> Objectif de la tâche: Poursuivez le texte sur la maison garnie de la rue Traversine à partir de sa dernière phrase.

> Texte fourni:
··········

Logements à Paris en 1853.
Une maison garnie.
Une maison garnie.
(Rue Traversine, n°... On loge ici en garni, à la nuit.
Il y avait à la maison, une porte d'allée qui a été condamnée, de sorte qu'il faut entrer et sortir par la boutique. Le maître du garni, celui que les locataires appellent le bourgeois, tient absolument à voir passer devant lui ceux qui en sortent. C'est une idée qu'il a dans l'intérêt de ses meubles. D'ailleurs, en entrant et en sortant par la boutique, on passe devant le comptoir d'étain; en entrant, on s'y arrête, et aussi en sortant; cela convient aux locataires et ça ne déplaît pas aux bourgeois. Une arrière-boutique, réduit obscur garni de tables et de bancs, offre aux consommateurs la facilité des conversations intimes et des longues séances. Par une porte de côté, on pénètre dans cette allée dont l'issue est fermée sur la rue.

··········

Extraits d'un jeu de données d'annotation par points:

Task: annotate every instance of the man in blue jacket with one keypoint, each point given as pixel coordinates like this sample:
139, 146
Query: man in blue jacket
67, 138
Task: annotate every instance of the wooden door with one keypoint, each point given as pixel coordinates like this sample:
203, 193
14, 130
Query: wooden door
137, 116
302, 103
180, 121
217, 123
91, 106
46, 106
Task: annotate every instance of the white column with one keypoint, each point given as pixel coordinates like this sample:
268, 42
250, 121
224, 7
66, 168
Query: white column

··········

> Réponse rédigée:
Il faut se bien représenter la disposition des lieux. La maison se compose de deux corps de bâtiment: l'un sur la rue, boutique et arrière boutique; l'autre, séparé du premier par une petite cour, est adossé au mur de l'Ecole polytechnique.
La boutique et l'allée font toute la largeur de la propriété, c'est à dire la largeur de la façade sur la rue, et celle aussi du second bâtiment, cinq mètres. L'allée qui mesure la profondeur du premier corps de bâtiment, longeant la boutique et l'arrière boutique, a huit mètres. C'est donc pour ce premier corps de bâtiment quarante mètres superficiels.
L'emploi qu'on a fait de cette superficie étant le même aux cinq étages, il suffit d'étudier la disposition de l'un d'eux.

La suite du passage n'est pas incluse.